- [Aim]: Retype the whole listing below, character for character.

- [Data extract]:

........

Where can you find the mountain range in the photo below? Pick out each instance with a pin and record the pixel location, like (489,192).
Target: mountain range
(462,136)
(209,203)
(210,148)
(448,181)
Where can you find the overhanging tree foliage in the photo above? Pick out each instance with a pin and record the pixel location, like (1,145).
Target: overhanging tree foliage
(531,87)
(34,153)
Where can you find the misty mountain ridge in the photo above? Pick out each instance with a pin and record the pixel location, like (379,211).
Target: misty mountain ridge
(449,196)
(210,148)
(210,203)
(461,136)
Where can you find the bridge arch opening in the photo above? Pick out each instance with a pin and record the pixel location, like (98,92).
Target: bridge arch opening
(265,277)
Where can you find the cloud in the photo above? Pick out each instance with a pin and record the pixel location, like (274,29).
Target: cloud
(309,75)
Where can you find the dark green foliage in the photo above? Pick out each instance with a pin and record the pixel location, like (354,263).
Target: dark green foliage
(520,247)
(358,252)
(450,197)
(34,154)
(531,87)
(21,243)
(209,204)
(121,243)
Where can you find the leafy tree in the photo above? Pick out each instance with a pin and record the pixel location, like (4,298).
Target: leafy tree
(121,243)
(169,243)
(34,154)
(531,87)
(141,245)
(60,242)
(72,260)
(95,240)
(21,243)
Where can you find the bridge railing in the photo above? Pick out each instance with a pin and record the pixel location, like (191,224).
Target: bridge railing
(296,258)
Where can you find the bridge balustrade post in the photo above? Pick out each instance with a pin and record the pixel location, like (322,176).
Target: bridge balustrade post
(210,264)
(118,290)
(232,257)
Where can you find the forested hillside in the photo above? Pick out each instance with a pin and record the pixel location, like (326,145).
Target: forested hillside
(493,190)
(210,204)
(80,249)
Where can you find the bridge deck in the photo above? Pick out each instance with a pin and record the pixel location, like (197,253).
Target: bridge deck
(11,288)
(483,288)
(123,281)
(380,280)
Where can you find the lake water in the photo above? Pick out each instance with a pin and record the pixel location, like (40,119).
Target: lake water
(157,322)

........

- [Output for this task]:
Where can you find the mountain range in the photo below? Pick out each instance with a pin and record the pixel location, like (489,192).
Target: mountain range
(462,136)
(209,203)
(210,148)
(448,181)
Where can you find the overhanging tree foliage in the photo above? Pick out each instance with a pin and record the pixel location, like (1,145).
Target: overhanging tree foliage
(531,87)
(34,153)
Where can you find the misty mountain ridge in the photo above? Pick out each instance with a pin and record the pixel location, like (379,211).
Target: misty mountain ridge
(449,196)
(210,148)
(210,203)
(461,136)
Where can you find the bridge arch opening in the photo above? Pick out each instance with a pin and record the pixel location, like (98,92).
Target: bridge arch opening
(265,277)
Where can you find the cloud in the photo above? Pick out each instance with a pin and record the pixel location, like (274,29).
Target: cloud
(309,75)
Where can you find the dark green foliage in the photo above? Pick out each instance with a pin and record the pixel location, like (354,263).
Target: dark green foliage
(520,247)
(358,252)
(450,197)
(34,154)
(531,87)
(21,243)
(209,204)
(121,243)
Where can you find the leafy tree in the photo above? Pick out each instance with a pin and record the pixel location, like (4,298).
Target: leafy tree
(121,243)
(169,243)
(34,154)
(531,87)
(141,245)
(60,242)
(72,260)
(95,240)
(21,243)
Where can you find the bridge railing in the photo above? Pick out each instance with a pin and record the pixel location, like (191,224).
Target: bridge railing
(296,258)
Where can you find the bridge balustrade post in the photo above? Pick out each instance with a pin and record the pixel location, like (322,176).
Target: bridge balustrade post
(210,264)
(118,290)
(232,257)
Where can you find the forested hillside in the photo above? Pick out each instance with a pin and record the pixel location, like (326,145).
Target: forested hillside
(493,190)
(210,204)
(80,249)
Where can you find the bridge deck in the photo above? Pick out each instance with a pin and record the pixel location, like (197,253).
Target: bridge deck
(11,288)
(483,288)
(123,281)
(380,280)
Where can you find the lake water in the photo above? Pick out each instance with a pin and record the pixel location, like (40,119).
Target: lake water
(157,322)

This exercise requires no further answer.